» TASK TO CARRY OUT:
In the PE Unit 3 AOS 2 glossary below:
(a) What fuel does the ATP-CP system use?
(b) What is the fastest way to replenish phosphocreatine stores?
(c) In what unit is VO2 max given?

» EXERCISE PASSAGE:
PE Unit 3 AOS 2

ATP

Adenosine triphosphate, a high energy compound that muscle cells break down to provide energy for movement.

ADP

Adenosine diphosphate, a by-product of ATP once it has been broken down, which can be resynthesised back into ATP by energy systems.

Energy systems

Three unique chemical processes that resynthesise ADP and Pi back into ATP by breaking down a fuel.

Fuel

A compound that, when broken down, releases energy for ATP resynthesis.

ATP-CP system

An anaerobic system that uses phosphocreatine as fuel, with a small yield and fast rate.

Anaerobic glycolysis system

An anaerobic system that uses glycogen as fuel, breaking it down into glucose for energy, with medium yield and medium rate.

Aerobic system

Uses glycogen, free fatty acids, or protein as fuel, breaking glycogen down into glucose using oxygen, with high yield and low rate.

Fatigue

The inability to continue functioning at the level of one's normal physical capabilities.

Fuel depletion

Reduction in the amount of fuel available for energy systems to utilise.

Accumulation of metabolic by-products

A build-up of lactate and hydrogen ions in the muscles.

Thermoregulatory fatigue

When performance decreases due to internal or external temperature increases.

Lactate inflection point

The last point where lactate removal equals production, after which lactate accumulates exponentially.

Lactate tolerance

Ability to continue working at a high intensity despite the presence of lactate and hydrogen ions.

Passive recovery

The fastest way to replenish phosphocreatine stores, achieved through inactivity.

Active recovery

The fastest way to remove metabolic by-products from muscle cells, achieved through movement at a low intensity.

System Interplay

How all energy systems work together to produce energy.

Continuous exercise

Exercise that is non-stop with intensity mostly unchanging.

Intermittent exercise

An event that is 'stop-start' in nature, with rest breaks and several changes in intensity.

VO2 max

The maximum amount of oxygen that can be taken in, transported, and utilised in L/minute, indicating aerobic performance.

Oxygen deficit

A stage of exercise where oxygen supply does not meet the demands of the activity, increasing anaerobic pathways.

Steady state

A stage of exercise where oxygen supply meets the demands, with the aerobic system as a major contributor.

Excess post exercise Oxygen Consumption (EPOC)

A stage where oxygen supply exceeds demands, usually associated with rest or recovery periods.

Acute responses

Bodily changes that occur when one begins exercise, lasting during exercise and the immediate recovery period.

Cardiovascular responses

Responses including increased heart rate, stroke volume, cardiac output, blood pressure, and blood redistribution during exercise.

Respiratory responses

Responses including increased respiratory rate, tidal volume, ventilation, and pulmonary diffusion during exercise.

Muscular responses

Responses including increased motor unit recruitment and activation, temperature, production of by-products, and decreased energy substrate levels.

» INPUT DATA:
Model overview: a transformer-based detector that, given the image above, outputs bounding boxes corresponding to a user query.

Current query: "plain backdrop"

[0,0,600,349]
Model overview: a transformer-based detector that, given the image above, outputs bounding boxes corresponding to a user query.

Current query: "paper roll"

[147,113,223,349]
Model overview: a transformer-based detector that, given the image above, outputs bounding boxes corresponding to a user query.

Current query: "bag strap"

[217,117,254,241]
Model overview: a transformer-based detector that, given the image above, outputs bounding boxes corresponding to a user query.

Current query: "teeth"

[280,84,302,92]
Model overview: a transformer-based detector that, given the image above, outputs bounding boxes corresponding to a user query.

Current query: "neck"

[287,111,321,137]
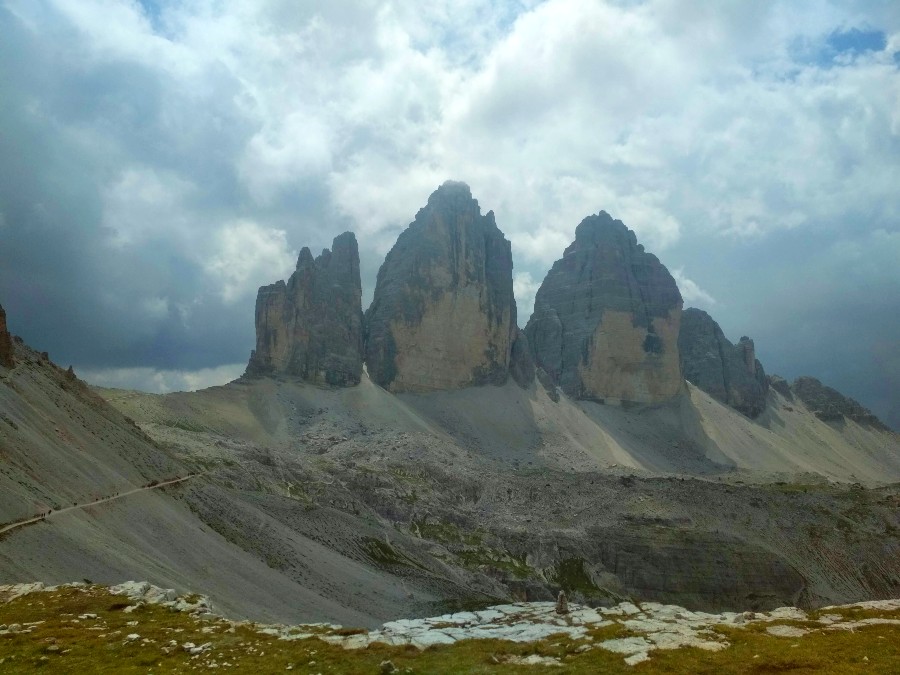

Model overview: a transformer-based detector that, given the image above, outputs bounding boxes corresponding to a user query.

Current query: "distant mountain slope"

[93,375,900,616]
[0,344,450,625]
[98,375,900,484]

» RESULT:
(a) Phosphocreatine
(b) Passive recovery, achieved through inactivity
(c) L/minute